**SOURCE PASSAGE**
Content starts

I can wait for a layer of sandstone to form over me
and freeze and thaw and freeze and be shattered
and be piped into the sea as long
as that turns out to be something.
Many of the poems play with lists, repeating the beginnings of stanzas before swerving or drifting in myriad directions. Take ‘Guide’ for example. A poem written for an exhibition of Colin McCahon’s Walk (Series C) at Te Papa. I love this poem; I love the way it builds upon ‘what if’ and gathers heart, wisdom and downright surprise. Ashleigh steps off from Colin’s ‘walk’ along Muriwai Beach and walks through meditations on water (the sea, fresh water, a river mouth, waterfalls). Her poem walks us into the physical and then catapults us elsewhere. It makes my heart ache.
If a girl is lost, someone will walk a long way to get her.
If her hand is held all the way back, it will be a short walk.
I have to share the ending with you because it gets right to the heart of what makes an Ashleigh Young poem so darn good.
If a waterfall no longer has water, it is a groove
that suggests a falling motion, just as this trail
suggests a walking motion
but if a person keeps walking until there is no more walk to take
they will no longer look forward to it, so will turn back.
Pretty much every poem is a poem I want to talk about. I want to talk about ‘Driving’ because it feels like a miniature autobiography that goes deep into experience. It gets personal but it’s prismatic in image and ideas. Somehow in this mix of riding a bicycle, learning to drive and imaginative leaps, the poem feels acutely human. Like it is breathing life back into me. When I stop on this double page I am thinking you could swap ‘driving’ and ‘riding’ for any number of things. The way the things we do conjure anxious thinking and random thoughts. I read the poem and replace all the driving/ riding words for ‘writing’. For example: I write along the street outside your house / with my heart floating loose and getting chain grease on it.

Content ends

**Collection entries**

Content starts

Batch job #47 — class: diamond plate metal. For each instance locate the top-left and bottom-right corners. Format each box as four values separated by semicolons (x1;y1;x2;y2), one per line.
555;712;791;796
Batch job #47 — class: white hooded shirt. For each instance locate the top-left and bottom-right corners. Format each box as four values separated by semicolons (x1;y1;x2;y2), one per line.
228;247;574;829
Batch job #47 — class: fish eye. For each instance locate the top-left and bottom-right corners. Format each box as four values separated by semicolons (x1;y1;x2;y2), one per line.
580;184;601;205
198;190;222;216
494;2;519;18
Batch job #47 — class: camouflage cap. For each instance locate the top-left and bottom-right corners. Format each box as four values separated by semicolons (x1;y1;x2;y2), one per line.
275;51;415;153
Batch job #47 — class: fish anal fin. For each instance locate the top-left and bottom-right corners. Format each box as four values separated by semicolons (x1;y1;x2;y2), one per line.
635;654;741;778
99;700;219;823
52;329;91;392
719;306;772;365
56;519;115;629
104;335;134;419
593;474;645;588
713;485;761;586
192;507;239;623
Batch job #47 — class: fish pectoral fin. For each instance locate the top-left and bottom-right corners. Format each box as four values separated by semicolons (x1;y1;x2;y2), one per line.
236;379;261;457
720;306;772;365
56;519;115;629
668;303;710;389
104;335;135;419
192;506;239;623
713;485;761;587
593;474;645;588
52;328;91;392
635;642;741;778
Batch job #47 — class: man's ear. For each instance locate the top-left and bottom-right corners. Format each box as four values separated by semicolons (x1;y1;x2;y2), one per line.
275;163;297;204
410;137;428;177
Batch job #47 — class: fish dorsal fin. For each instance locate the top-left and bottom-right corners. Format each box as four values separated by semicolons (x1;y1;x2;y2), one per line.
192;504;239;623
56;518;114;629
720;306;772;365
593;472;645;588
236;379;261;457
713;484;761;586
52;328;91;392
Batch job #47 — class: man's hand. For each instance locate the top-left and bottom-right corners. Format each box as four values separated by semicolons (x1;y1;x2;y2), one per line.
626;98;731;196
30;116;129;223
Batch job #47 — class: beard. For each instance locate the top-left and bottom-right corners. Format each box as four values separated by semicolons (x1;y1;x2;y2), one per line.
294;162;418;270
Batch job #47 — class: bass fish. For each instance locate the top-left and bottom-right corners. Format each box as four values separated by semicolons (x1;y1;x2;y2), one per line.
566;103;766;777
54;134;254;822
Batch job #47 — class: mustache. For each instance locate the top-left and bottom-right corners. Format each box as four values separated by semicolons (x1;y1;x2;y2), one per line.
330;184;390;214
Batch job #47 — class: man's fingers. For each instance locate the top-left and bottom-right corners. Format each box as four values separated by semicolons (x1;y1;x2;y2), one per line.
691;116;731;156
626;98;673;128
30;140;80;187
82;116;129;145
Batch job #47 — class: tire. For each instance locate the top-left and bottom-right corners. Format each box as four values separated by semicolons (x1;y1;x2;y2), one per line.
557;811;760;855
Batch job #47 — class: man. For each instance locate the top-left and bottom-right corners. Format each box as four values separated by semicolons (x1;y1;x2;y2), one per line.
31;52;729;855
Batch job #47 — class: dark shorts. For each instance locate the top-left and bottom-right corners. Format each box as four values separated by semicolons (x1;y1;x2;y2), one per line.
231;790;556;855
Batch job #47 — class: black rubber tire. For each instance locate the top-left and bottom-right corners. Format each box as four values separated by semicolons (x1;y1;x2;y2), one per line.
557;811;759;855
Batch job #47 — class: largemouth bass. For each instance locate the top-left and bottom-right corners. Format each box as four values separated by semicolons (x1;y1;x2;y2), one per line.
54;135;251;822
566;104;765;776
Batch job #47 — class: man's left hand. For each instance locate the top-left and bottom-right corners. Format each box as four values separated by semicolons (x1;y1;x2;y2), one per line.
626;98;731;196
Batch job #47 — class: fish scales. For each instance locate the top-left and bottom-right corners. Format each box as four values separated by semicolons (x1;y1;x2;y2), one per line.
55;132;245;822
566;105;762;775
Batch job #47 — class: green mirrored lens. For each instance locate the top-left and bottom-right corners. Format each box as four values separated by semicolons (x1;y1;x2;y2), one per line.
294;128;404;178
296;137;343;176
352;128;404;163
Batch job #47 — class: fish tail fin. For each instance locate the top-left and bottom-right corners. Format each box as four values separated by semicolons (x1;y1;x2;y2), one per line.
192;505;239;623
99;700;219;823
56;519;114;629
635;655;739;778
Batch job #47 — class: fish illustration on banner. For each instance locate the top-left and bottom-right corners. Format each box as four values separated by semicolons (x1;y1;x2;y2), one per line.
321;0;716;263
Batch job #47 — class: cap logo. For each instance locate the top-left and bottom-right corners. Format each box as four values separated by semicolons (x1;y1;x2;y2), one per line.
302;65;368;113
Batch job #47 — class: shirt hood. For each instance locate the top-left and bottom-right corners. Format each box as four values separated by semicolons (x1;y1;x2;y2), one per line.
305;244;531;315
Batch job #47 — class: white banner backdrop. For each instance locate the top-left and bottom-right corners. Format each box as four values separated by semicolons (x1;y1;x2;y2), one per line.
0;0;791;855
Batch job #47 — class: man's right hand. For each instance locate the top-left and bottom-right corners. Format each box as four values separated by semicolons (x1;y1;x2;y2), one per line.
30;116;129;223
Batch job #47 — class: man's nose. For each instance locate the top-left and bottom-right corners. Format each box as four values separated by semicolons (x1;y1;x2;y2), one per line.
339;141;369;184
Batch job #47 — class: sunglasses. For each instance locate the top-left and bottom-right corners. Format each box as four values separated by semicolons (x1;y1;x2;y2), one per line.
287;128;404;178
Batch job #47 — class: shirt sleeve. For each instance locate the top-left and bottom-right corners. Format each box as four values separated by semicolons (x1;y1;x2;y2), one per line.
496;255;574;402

Content ends
Content starts

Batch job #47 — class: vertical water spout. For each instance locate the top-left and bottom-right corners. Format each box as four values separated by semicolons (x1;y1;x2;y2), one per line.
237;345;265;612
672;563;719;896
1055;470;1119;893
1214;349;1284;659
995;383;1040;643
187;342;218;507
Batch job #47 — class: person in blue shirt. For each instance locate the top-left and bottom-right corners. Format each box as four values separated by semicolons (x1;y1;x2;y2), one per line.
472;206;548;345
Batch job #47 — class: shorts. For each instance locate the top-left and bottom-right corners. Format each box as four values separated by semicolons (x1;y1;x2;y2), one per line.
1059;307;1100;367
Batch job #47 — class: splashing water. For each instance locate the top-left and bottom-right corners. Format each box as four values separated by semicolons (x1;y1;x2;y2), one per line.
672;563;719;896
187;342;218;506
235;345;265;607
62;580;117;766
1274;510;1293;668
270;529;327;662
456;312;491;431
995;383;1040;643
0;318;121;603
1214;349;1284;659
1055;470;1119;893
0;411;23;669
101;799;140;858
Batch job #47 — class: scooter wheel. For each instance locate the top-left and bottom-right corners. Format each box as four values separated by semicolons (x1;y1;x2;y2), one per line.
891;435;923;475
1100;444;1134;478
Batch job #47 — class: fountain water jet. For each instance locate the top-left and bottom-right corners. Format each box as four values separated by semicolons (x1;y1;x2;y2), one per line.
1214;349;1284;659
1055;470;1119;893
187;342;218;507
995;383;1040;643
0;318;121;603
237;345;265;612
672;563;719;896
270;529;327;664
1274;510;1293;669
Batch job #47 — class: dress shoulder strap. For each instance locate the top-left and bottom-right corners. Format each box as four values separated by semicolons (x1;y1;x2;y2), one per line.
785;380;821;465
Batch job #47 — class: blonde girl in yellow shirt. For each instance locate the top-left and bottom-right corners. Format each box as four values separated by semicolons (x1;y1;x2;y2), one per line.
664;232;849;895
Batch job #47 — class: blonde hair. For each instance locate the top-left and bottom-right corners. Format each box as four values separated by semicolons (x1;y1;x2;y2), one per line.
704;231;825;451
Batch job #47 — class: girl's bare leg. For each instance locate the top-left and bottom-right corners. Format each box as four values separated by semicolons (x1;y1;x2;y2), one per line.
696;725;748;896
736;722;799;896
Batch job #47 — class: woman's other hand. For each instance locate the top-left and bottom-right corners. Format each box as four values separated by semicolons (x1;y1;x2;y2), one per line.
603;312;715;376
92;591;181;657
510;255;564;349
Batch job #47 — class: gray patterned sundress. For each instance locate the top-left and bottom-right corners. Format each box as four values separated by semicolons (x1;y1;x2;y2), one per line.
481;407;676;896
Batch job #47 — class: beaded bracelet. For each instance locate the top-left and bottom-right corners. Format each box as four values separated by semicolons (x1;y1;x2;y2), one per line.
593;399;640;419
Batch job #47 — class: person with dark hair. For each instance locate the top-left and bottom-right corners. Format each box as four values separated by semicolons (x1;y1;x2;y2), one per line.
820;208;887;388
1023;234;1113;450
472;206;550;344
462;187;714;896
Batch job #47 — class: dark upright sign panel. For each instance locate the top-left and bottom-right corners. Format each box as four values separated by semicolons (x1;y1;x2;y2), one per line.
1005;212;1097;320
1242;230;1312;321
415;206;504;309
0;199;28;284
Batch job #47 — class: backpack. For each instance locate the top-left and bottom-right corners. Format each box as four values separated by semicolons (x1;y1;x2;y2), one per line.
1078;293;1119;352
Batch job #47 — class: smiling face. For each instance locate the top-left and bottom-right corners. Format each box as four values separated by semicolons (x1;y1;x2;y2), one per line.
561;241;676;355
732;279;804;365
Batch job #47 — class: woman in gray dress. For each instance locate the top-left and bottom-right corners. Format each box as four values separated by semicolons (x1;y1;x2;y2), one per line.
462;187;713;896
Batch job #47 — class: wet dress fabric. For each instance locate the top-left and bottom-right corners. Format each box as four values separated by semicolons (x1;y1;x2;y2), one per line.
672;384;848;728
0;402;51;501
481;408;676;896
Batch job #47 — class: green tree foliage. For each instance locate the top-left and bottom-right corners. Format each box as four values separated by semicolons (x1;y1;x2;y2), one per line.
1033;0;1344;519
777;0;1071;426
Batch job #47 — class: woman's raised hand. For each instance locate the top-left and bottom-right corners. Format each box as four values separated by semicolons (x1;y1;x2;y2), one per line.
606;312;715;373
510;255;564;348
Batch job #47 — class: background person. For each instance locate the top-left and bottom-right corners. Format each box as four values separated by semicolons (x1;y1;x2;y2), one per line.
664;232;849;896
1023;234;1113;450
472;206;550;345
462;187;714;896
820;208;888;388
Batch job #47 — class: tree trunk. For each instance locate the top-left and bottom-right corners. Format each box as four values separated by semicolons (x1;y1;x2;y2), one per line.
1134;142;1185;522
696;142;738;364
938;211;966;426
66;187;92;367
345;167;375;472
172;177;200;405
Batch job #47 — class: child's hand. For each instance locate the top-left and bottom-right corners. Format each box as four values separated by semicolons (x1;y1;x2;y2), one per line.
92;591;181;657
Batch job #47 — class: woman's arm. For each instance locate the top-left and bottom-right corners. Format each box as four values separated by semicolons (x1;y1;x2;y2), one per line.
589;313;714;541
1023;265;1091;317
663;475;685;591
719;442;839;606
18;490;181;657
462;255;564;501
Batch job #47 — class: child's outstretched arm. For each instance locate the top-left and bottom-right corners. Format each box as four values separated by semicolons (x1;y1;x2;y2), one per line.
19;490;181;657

Content ends
Content starts

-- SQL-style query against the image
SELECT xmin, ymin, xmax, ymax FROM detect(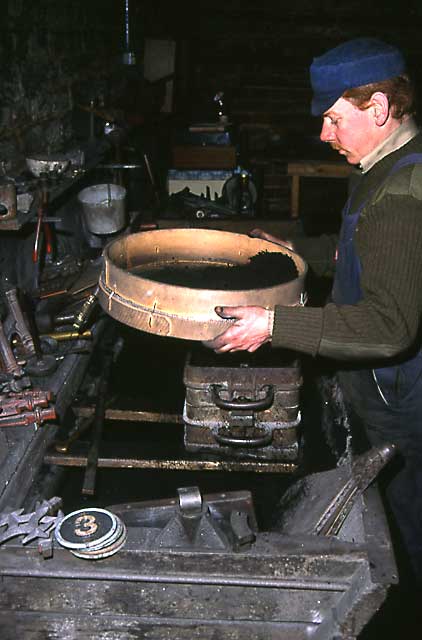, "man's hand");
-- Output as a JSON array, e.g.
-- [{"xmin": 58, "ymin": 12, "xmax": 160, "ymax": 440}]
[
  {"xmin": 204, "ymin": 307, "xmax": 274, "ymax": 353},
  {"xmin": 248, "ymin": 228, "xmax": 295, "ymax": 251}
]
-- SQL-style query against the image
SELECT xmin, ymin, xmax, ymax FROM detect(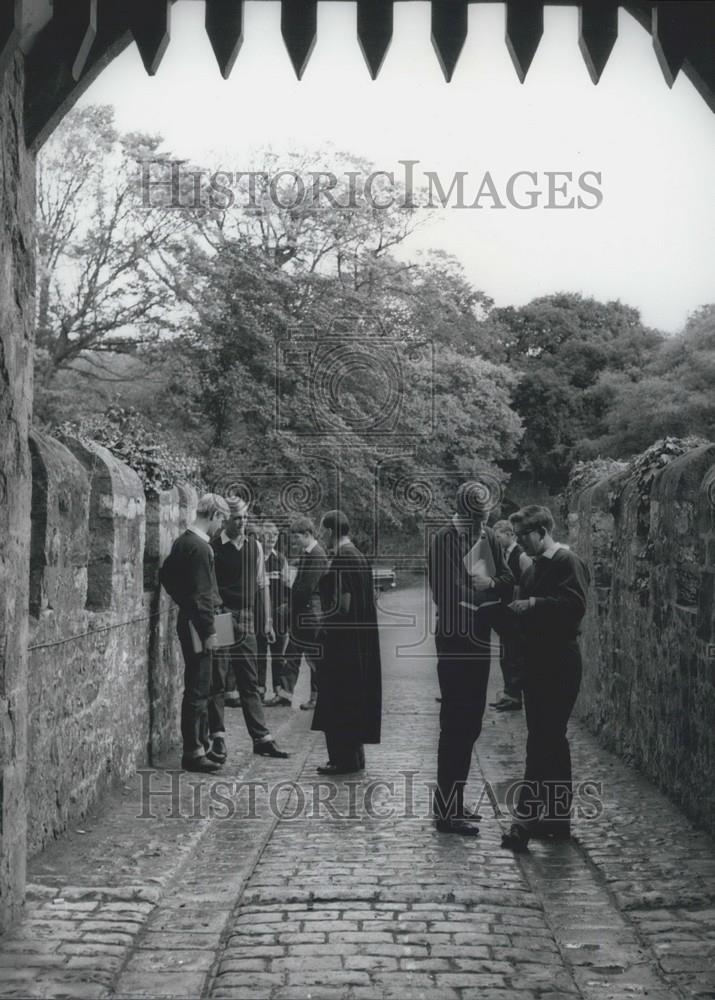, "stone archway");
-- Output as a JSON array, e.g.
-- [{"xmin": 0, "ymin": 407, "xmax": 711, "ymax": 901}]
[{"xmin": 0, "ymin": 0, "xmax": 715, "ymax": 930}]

Content ends

Continue the review of Ashleigh Young's poems, picking up after its final sentence above.

Yes this poem is a gem – it builds and ducks and freewheels. Here is the start:
They tell me any idiot can do it and I tell them
I’m not just any idiot, I’m specific. Even when my lungs
are bursting – properly bursting
like things dragged up by a deep-sea fisherman
I keep riding. I get tired. I just keep riding!
I have written about this book in Wild Honey so have tried not to repeat myself or even refer to the poems I picked to talk about in the book! But Ashleigh became one of my sky poets for all kinds of reasons.
Every poem catches me! Some books you pick up, scan a few pages and then put down because you just can’t traverse the bridge into the poems. Not this one. It is as exhilarating as riding a bicycle into terrain that is both intensely familiar and breathtaking not. The speaker is both screened and exposed. The writing feels like it comes out of slow gestation and astutely measured craft. I say this because I have read this andante, at a snail’s pace. Glorious!
What song will they play if I don’t come home tonight?
I wished someone would write a song for me, then someone did
but it was a song berating me; it was called ‘Actually, Ashleigh’
and I think of the cruelty of songwriters as I get ready
how their music makes their words sound better than they really are
how our feelings make music seem better than it really is
and how the difficulty of getting ready is a pure, bitter difficulty
like calculus. In the back row a once-promising student cries.
What will my face become? Strings of demi-semi quavers.
from ‘How I Get Ready’
Victoria University Press page
Read ‘If So How’ from How I Get Ready
Ashleigh Young is the author of the poetry collection Magnificent Moon (VUP, 2012), and the essay collection Can You Tolerate This? (VUP, 2016) which won a Windham-Campbell Prize from Yale University and the Royal Society Te Apārangi Award for General Non-Fiction in 2017. She works as an editor and lives in Wellington.